▸ INSTRUCTION: Please write out the material below exactly as given.

— START RECORDS SUPPLIED —

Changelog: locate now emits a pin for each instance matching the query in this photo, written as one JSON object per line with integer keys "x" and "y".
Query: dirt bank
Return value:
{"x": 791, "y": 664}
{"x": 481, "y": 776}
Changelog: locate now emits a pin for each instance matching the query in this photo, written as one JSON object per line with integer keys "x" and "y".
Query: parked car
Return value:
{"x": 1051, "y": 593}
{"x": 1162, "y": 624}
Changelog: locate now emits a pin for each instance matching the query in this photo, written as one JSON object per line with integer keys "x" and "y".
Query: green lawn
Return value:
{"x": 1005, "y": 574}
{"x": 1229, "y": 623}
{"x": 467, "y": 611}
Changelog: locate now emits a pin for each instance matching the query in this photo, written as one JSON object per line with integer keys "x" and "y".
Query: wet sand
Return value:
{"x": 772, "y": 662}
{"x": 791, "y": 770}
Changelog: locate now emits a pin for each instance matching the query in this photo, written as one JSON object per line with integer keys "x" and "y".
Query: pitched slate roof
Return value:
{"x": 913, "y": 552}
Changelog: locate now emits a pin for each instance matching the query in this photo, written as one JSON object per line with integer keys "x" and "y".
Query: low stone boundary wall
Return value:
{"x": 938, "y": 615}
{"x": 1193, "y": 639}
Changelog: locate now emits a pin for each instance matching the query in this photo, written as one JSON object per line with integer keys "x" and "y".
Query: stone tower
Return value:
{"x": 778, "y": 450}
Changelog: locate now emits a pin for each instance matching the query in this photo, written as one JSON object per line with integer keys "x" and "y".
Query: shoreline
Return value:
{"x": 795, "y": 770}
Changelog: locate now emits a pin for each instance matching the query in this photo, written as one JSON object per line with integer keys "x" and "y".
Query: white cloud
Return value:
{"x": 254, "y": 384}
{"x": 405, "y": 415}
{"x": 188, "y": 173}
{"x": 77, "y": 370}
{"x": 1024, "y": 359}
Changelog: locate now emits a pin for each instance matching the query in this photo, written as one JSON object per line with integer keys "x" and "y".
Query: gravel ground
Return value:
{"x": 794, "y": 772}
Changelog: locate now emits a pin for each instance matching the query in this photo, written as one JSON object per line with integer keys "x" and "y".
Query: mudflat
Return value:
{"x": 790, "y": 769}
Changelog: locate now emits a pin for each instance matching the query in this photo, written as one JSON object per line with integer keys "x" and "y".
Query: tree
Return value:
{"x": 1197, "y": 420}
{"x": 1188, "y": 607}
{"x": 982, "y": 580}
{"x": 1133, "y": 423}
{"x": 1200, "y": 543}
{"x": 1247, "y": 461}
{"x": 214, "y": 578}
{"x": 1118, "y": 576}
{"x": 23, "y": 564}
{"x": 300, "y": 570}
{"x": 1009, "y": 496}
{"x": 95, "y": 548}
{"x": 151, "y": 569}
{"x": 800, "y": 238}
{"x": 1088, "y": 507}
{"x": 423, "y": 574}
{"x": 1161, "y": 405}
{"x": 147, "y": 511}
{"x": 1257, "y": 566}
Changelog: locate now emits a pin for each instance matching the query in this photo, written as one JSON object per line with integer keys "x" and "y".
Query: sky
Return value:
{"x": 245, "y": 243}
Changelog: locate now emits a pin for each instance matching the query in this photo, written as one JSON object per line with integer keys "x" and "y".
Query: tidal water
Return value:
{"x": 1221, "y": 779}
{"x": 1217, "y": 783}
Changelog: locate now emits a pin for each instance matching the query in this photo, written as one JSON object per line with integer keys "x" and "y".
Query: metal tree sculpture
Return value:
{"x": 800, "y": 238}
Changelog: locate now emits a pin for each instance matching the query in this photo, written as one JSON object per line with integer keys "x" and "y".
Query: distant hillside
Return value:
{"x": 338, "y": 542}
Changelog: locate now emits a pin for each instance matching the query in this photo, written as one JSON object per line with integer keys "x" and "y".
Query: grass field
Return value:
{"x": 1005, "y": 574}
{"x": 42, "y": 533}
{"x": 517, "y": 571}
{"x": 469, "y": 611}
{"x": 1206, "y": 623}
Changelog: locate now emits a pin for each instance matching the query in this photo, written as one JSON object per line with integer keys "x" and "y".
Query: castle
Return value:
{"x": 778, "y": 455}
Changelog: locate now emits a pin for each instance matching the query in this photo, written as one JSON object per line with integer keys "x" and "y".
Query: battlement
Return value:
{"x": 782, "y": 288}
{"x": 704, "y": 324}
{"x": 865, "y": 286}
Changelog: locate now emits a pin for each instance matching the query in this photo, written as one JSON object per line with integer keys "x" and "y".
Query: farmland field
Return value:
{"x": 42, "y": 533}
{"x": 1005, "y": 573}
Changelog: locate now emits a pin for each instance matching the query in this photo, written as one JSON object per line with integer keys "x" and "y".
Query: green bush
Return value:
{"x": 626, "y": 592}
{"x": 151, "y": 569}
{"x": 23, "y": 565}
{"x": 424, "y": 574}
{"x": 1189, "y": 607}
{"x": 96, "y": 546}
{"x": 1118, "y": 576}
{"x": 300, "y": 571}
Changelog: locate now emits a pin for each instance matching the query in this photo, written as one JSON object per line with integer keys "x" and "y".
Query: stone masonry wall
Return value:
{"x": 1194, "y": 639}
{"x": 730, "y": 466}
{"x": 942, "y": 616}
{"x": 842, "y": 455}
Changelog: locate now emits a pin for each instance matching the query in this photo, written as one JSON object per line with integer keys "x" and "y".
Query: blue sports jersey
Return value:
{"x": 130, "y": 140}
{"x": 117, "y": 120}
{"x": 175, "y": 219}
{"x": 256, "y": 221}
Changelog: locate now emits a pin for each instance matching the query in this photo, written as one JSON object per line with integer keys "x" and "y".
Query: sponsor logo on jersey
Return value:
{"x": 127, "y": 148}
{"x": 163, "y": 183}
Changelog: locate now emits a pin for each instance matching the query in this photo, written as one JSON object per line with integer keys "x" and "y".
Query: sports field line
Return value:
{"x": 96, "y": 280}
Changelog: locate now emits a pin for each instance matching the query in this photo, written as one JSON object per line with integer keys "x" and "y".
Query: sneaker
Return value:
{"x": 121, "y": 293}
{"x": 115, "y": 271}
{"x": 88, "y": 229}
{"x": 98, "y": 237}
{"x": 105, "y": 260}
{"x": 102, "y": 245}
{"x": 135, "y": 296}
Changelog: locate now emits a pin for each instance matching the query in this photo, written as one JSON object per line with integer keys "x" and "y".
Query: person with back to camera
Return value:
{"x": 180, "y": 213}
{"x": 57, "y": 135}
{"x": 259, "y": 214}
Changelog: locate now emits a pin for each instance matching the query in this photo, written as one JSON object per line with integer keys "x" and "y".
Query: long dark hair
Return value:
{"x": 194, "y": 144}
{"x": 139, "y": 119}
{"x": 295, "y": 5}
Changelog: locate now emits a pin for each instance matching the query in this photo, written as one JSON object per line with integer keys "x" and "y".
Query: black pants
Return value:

— END RECORDS SUPPLIED —

▸ ANSWER FOR THIS EXERCISE:
Changelog: locate now emits a pin for each instance matching the query in this photo, written as one JSON object per line with integer keys "x" and "y".
Query: dirt bank
Return value:
{"x": 791, "y": 664}
{"x": 481, "y": 776}
Changelog: locate now emits a pin for each instance matching the query in this photo, written as one JSON object per line with integer keys "x" and "y".
Query: parked car
Return value:
{"x": 1051, "y": 593}
{"x": 1162, "y": 624}
Changelog: locate now emits a pin for each instance matching the query in this photo, written as one JSON object per line with integer keys "x" and "y".
Query: green lawn
Return value:
{"x": 1005, "y": 574}
{"x": 1229, "y": 623}
{"x": 467, "y": 611}
Changelog: locate now emits a pin for each instance matching the query in this photo, written as one JSON object per line with integer keys "x" and "y".
Query: wet sand
Return value:
{"x": 772, "y": 662}
{"x": 791, "y": 770}
Changelog: locate now emits a pin for each instance matching the query in this photo, written as one JSON object per line with integer keys "x" and "y".
Query: pitched slate roof
Return value:
{"x": 913, "y": 552}
Changelog: locate now emits a pin for each instance matching the query in this photo, written as one JSON object per line with integer keys "x" and "y".
Query: low stone boundary wall
Return value:
{"x": 938, "y": 615}
{"x": 1193, "y": 639}
Changelog: locate now emits a pin for each instance matching the query in this photo, written as one JSON object per line with integer keys "x" and "y".
Query: stone tower
Return value:
{"x": 778, "y": 450}
Changelog: locate now emits a pin for each instance matching the query in this photo, written as one JSON object per line with integer keys "x" and "y".
Query: shoreline
Return value:
{"x": 795, "y": 770}
Changelog: locate now emits a pin for each instance matching the query in this photo, written as one JSON object per line with integer keys "x" and "y".
Query: white cloud
Return value:
{"x": 254, "y": 384}
{"x": 405, "y": 415}
{"x": 188, "y": 173}
{"x": 77, "y": 370}
{"x": 1024, "y": 359}
Changelog: locate now emits a pin for each instance matching the query in this photo, written as one JSON object per line with integer keys "x" and "y".
Query: gravel ground
Return value:
{"x": 794, "y": 772}
Changelog: locate now emits a pin for each instance matching the query in this photo, written as one JSON object per line with integer keys "x" and "y".
Query: mudflat
Return value:
{"x": 790, "y": 769}
Changelog: locate now emits a pin for each instance matching the query in this photo, written as one JSON object per line with integer keys "x" and "y".
Query: tree
Return value:
{"x": 1197, "y": 420}
{"x": 1188, "y": 607}
{"x": 982, "y": 580}
{"x": 1133, "y": 423}
{"x": 1200, "y": 543}
{"x": 1247, "y": 461}
{"x": 214, "y": 578}
{"x": 1118, "y": 576}
{"x": 23, "y": 564}
{"x": 300, "y": 570}
{"x": 1009, "y": 496}
{"x": 95, "y": 548}
{"x": 151, "y": 569}
{"x": 800, "y": 238}
{"x": 1088, "y": 507}
{"x": 423, "y": 574}
{"x": 1161, "y": 405}
{"x": 147, "y": 511}
{"x": 1257, "y": 566}
Changelog: locate now emits a pin for each instance matching the query in this photo, written as one JSON object per line with integer keys "x" and "y".
Query: sky
Return value:
{"x": 245, "y": 243}
Changelog: locate now emits a pin for each instance matching the query in this photo, written as one JSON object per line with integer keys "x" and "y".
Query: tidal water
Return value:
{"x": 1221, "y": 779}
{"x": 1217, "y": 783}
Changelog: locate now emits a pin for each instance matching the query in this photo, written as one JSON object per line with integer keys "x" and "y".
Query: metal tree sculpture
Return value:
{"x": 800, "y": 238}
Changelog: locate now emits a pin for each instance matching the query in this photo, written as one JSON object per line with integer keys "x" and "y".
Query: distant hillside
Return value:
{"x": 338, "y": 542}
Changelog: locate now emits a pin for each instance matching the query in this photo, written as one JSON object per line with integer keys "x" and "y".
Query: grass field
Return value:
{"x": 1005, "y": 574}
{"x": 42, "y": 533}
{"x": 517, "y": 571}
{"x": 469, "y": 611}
{"x": 1206, "y": 623}
Changelog: locate now emits a pin for each instance matching the query in this photo, written as one JSON object per line with integer keys "x" and "y".
Query: castle
Return value:
{"x": 778, "y": 455}
Changelog: locate now emits a pin for each instance matching the query in this photo, written as one JSON object per line with integer keys "x" and "y".
Query: battlement
Return value:
{"x": 782, "y": 288}
{"x": 704, "y": 324}
{"x": 865, "y": 286}
Changelog: locate now emits a pin for each instance matching the query in this photo, written as one JSON object per line with integer keys "x" and "y".
Query: farmland field
Return value:
{"x": 42, "y": 533}
{"x": 1005, "y": 573}
Changelog: locate now emits a pin for each instance matching the query in this photo, written as one JSON object per line with integer keys "x" and "y".
Query: green bush
Return value:
{"x": 626, "y": 592}
{"x": 151, "y": 569}
{"x": 23, "y": 565}
{"x": 424, "y": 574}
{"x": 1189, "y": 607}
{"x": 96, "y": 546}
{"x": 1118, "y": 576}
{"x": 300, "y": 571}
Changelog: locate now emits a pin for each instance matching the query in this photo, written as one JSON object per line with integer keys "x" and "y".
Query: stone masonry wall
Return value:
{"x": 1194, "y": 639}
{"x": 730, "y": 466}
{"x": 942, "y": 616}
{"x": 842, "y": 455}
Changelog: locate now emits a pin for each instance matching the query in this photo, written as one JSON object per line with integer keys "x" and "y".
Query: blue sports jersey
Return value:
{"x": 130, "y": 140}
{"x": 117, "y": 120}
{"x": 175, "y": 219}
{"x": 256, "y": 221}
Changelog: locate now emits a pin for each instance matching the query in this photo, written as one JSON object per line with integer keys "x" and "y".
Query: sponsor logo on jersey
Return value:
{"x": 127, "y": 148}
{"x": 163, "y": 183}
Changelog: locate now emits a pin for each instance matching the query in this photo, written as one JSON object per line with integer keys "x" and "y".
Query: sports field line
Return value:
{"x": 96, "y": 280}
Changelog: locate now emits a pin for each instance matching the query in this photo, written as one JSON object per line with integer keys "x" and "y".
Query: sneaker
Return value:
{"x": 121, "y": 293}
{"x": 115, "y": 271}
{"x": 88, "y": 229}
{"x": 98, "y": 237}
{"x": 105, "y": 260}
{"x": 102, "y": 245}
{"x": 135, "y": 296}
Changelog: locate now emits a pin for each instance matching the query in this photo, written as one JSON object per line with integer keys "x" and "y".
Query: person with back to camera
Return value:
{"x": 180, "y": 213}
{"x": 57, "y": 135}
{"x": 259, "y": 214}
Changelog: locate now emits a pin for each instance matching the query in this photo, written as one JSON object per line with integer keys "x" and "y".
Query: long dark hair
Return value:
{"x": 194, "y": 144}
{"x": 139, "y": 119}
{"x": 295, "y": 5}
Changelog: locate now emits a pin for each instance matching the query in this photo, written as one JSON object per line with integer keys "x" and "y".
Query: black pants
Return value:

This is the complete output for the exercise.